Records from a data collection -
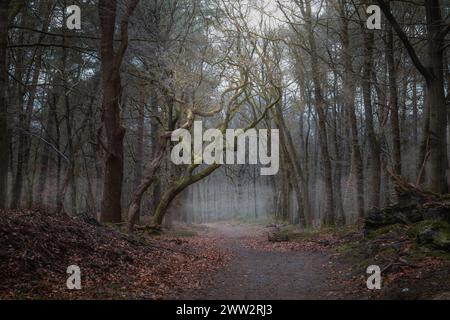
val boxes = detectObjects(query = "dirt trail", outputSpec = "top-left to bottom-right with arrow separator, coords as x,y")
177,222 -> 349,300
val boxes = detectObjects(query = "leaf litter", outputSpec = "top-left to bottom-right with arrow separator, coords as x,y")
0,208 -> 230,299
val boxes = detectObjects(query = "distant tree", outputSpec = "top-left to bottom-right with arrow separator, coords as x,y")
0,0 -> 11,208
377,0 -> 449,193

What is being asked - Restate each entry word for word, please, but drop any images it holds.

Answer section -
val boxes = detectObjects(query = "dirt trail", outputSpec = "top-left to bottom-right with arrow separator, coords as x,y")
177,222 -> 349,300
val boxes = detectObjects(query = "leaf litter", outputSpec = "top-left to bottom-right with arrow separator, coords as x,y")
0,208 -> 230,299
val boxes = detectObjects(query = "distant tree", outputSpec = "top-left to bottom-right with arrow separator, coords as x,y")
0,0 -> 11,208
377,0 -> 449,193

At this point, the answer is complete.